Written task –
Collect each line below that contains the string "woman", and copy those lines out.

Data for processing –
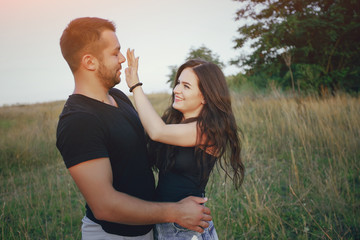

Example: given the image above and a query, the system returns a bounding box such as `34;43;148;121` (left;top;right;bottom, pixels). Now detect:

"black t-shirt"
56;89;155;236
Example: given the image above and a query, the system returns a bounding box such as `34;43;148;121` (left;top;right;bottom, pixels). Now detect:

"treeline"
231;0;360;93
168;0;360;94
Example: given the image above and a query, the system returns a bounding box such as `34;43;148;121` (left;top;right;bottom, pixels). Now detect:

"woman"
125;47;244;239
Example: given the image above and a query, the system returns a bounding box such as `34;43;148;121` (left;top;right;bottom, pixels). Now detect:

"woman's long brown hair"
149;59;245;188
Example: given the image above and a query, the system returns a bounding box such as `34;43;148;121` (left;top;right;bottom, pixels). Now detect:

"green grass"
0;94;360;240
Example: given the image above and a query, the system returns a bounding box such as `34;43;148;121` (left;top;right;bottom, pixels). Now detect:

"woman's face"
172;68;205;119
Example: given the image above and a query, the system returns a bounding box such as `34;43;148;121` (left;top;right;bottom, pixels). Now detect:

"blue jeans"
154;221;219;240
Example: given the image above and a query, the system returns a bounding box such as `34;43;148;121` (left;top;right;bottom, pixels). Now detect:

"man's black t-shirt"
56;89;155;236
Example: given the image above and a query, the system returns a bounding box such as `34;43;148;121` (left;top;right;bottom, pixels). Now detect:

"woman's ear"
81;54;97;71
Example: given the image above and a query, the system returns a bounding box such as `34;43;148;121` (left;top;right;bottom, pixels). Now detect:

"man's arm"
69;158;211;232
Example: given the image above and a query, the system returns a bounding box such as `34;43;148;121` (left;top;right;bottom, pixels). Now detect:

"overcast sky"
0;0;248;106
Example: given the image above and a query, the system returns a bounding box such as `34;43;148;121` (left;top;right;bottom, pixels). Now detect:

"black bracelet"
129;82;142;92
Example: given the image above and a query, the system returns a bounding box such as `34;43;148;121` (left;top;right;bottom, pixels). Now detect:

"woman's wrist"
129;82;142;92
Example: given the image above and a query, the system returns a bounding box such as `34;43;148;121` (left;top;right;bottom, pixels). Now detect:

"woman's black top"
156;146;216;202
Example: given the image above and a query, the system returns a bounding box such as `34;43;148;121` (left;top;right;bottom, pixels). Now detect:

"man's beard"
96;64;120;89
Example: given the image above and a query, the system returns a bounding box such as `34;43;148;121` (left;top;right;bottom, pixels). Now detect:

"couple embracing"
56;18;244;240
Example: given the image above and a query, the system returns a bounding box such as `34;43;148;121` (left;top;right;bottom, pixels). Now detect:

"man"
56;18;211;239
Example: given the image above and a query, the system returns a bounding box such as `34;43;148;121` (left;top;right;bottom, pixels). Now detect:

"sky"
0;0;248;106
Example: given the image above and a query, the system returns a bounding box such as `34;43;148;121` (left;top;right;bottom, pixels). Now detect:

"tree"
232;0;360;91
167;45;225;87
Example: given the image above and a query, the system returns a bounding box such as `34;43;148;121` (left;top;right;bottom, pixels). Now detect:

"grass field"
0;91;360;240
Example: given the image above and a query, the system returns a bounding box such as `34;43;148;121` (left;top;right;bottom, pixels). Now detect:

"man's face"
96;30;126;89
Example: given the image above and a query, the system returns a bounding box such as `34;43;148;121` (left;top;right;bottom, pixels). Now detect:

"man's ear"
81;54;97;71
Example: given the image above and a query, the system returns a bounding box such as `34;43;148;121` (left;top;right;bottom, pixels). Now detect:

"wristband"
129;82;142;92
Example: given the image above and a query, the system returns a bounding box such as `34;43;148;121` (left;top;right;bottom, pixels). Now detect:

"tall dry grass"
0;94;360;239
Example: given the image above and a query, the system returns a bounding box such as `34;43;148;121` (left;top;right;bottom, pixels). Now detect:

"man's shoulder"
109;88;133;107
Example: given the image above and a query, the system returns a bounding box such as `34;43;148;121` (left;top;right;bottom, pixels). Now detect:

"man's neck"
73;74;116;106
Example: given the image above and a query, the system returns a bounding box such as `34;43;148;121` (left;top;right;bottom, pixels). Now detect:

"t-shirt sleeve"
56;113;109;168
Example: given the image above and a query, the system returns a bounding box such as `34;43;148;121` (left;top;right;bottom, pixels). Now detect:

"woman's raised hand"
125;49;139;88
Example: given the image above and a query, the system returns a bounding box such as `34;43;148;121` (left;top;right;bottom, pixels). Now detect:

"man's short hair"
60;17;116;73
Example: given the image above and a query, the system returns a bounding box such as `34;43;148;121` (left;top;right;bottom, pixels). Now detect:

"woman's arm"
125;49;197;147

Solution to the problem –
"woman"
"woman's long brown hair"
"woman's face"
"woman's ear"
"woman's wrist"
"woman's black top"
"woman's raised hand"
"woman's arm"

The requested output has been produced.